**WRITTEN EXERCISE**
Answer each question from the cricket match report, one line per answer.
(a) How many deliveries did Smith face in his innings?
(b) What was Australia's total when its innings ended?
(c) Which two players combined to run out Josh Hazlewood?

**DOCUMENT EXCERPT**
━━━━━━━━━━━━━━━━━━━━

India remains solid after Smith masterclass
For a tick over eight and a half hours, India just couldn’t dislodge Steven Smith. Two captains had a go at him, with express pacemen and the quality spinners jointly occupying the No. 1 slot among Test bowlers in the ICC rankings. New ball and old were employed, but Australia’s skipper remained unmoved.
Batting with the patience of Job and the poise of a Zen master, Smith defied India for 361 deliveries in making the highest individual score by an Australian captain in this country. Along the way, he had stirring support from various quarters, none more so than Glenn Maxwell, who celebrated his return to Test cricket after two and a half years with his maiden century.
The only time Smith showed any urgency was when Josh Hazlewood, the last man, was run out through slick work from the fielder-bowler combination of KL Rahul and Ravindra Jadeja respectively to end the Australian charge at 451, 72 minutes after lunch on Friday (March 17). Initially slow to react, Rahul hared around from 45 towards square-leg to rifle a wide return to the bowler. With his back to the stumps, Jadeja gathered the ball beautifully and back-handed it on to the stumps.
Hazlewood stuck around, waiting for the third umpire’s decision. By then, Smith had almost sprinted to the edge of the boundary, certain that his partner hadn’t made his ground. As with most things through the first two days of the third Test at the JSCA International Stadium, Smith got this one right too.

━━━━━━━━━━━━━━━━━━━━

**GIVEN INFORMATION**
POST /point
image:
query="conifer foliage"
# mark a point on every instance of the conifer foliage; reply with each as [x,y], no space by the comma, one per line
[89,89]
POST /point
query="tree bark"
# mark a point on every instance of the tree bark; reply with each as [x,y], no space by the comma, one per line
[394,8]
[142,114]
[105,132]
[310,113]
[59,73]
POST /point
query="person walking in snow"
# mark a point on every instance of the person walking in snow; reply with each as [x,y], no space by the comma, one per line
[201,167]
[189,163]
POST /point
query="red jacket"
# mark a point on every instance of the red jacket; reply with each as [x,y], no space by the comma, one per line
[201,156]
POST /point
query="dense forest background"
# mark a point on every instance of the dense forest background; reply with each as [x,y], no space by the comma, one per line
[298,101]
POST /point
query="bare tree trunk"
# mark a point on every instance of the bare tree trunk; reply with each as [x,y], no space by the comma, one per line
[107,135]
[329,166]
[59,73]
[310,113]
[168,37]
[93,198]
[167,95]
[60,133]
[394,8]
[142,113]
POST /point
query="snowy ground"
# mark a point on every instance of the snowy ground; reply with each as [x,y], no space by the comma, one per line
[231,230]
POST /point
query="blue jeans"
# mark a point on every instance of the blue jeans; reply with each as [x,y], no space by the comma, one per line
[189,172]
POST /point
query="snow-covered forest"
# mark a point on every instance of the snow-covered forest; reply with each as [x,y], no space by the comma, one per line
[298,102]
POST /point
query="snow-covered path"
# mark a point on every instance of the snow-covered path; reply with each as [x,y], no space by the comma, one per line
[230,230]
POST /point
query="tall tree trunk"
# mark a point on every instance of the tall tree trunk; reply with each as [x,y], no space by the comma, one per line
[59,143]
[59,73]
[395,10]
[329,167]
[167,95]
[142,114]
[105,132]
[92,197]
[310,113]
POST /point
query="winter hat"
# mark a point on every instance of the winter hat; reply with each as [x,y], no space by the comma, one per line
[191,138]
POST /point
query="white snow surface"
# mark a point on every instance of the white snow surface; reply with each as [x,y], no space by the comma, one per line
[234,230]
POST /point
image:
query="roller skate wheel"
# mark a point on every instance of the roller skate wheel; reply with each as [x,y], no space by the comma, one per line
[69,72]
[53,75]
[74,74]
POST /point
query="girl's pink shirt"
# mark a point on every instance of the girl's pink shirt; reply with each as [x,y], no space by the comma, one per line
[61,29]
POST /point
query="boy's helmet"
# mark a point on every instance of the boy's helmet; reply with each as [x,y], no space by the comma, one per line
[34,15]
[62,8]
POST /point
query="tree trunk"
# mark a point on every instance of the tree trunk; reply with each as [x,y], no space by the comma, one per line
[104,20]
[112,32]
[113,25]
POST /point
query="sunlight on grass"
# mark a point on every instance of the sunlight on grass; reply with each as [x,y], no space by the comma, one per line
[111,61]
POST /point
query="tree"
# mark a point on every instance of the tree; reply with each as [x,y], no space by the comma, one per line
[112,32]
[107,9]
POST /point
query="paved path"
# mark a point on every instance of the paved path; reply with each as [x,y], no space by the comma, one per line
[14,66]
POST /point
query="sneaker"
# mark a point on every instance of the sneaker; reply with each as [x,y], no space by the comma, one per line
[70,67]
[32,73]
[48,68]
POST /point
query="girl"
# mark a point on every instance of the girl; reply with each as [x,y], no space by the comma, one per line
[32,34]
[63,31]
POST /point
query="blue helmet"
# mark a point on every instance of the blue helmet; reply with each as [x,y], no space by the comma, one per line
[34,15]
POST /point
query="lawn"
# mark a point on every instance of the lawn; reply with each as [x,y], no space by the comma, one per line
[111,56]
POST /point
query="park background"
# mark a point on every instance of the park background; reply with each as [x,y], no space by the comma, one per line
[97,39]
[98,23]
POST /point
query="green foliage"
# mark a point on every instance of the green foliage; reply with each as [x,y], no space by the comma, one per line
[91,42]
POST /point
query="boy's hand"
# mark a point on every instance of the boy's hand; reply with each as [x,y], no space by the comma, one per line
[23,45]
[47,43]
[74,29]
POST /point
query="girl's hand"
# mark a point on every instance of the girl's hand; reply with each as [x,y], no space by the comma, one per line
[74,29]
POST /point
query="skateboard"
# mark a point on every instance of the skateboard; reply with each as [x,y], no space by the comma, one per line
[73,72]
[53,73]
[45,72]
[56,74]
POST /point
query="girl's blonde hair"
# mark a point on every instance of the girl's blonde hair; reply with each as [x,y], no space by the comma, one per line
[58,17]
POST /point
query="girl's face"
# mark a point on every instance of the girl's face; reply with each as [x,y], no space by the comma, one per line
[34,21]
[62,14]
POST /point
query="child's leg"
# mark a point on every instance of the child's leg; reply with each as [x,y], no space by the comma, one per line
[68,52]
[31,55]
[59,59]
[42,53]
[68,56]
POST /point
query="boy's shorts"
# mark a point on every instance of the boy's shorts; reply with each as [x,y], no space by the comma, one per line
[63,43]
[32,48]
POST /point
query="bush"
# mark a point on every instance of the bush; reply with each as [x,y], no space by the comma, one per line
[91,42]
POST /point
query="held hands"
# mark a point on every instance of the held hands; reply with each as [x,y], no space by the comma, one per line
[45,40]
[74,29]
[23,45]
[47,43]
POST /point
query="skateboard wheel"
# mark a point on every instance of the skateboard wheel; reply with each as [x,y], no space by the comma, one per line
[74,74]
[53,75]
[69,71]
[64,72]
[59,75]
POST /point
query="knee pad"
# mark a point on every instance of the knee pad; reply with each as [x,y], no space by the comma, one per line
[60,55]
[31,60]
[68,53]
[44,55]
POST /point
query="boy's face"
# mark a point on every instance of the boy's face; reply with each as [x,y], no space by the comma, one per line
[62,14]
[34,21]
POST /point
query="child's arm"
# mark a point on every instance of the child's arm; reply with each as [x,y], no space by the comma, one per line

━━━━━━━━━━━━━━━━━━━━

**TASK RESULT**
(a) 361
(b) 451
(c) KL Rahul and Ravindra Jadeja